## Data section:
* Begin *

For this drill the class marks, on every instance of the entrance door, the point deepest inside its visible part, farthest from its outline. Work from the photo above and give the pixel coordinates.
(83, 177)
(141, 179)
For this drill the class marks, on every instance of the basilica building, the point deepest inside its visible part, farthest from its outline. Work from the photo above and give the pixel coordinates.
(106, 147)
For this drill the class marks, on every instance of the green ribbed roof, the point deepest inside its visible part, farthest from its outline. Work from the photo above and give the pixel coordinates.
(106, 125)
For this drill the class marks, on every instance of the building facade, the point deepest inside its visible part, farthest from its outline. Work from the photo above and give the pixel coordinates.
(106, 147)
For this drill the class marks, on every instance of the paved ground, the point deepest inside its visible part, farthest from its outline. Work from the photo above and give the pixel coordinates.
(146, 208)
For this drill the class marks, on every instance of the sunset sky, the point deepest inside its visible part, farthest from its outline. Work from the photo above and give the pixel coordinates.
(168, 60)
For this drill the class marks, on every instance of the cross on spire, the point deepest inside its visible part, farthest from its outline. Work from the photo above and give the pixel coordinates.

* End *
* Begin *

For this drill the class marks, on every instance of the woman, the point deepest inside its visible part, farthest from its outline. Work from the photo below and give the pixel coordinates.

* End *
* Begin *

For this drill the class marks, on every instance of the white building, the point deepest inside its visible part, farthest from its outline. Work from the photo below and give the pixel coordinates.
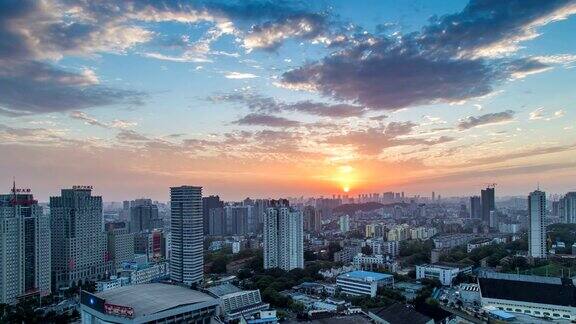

* End *

## Given task:
Put the lines from the one containing "of the building" through the one containing "of the cross" into a Markdown table with the columns No. and Text. Number each line in order and leave out any blank lines.

## Solution for this task:
| No. | Text |
|---|---|
| 1 | For this drill the class marks, on every instance of the building facade, the point deepest inside its visible part, farthest from its outline. Work from the photo above and give the pixel coordinates. |
| 2 | (106, 147) |
| 3 | For this drill the class marks, on every instance of the paved ground, the point deepest inside its visible part, farthest from its outline. Work from the photo above and give the pixel coordinates. |
| 4 | (146, 208) |
| 5 | For this drill the class marks, on every instance of the sunset sky, the point deepest inside its visible part, farthest from its outline. Work from the photo above and give the pixel coordinates. |
| 6 | (168, 60) |
| 7 | For this drill the class marks, on every instance of the cross on spire, the point deepest inside its visible part, farthest from its outline. Work from the photo above and give the pixel coordinates. |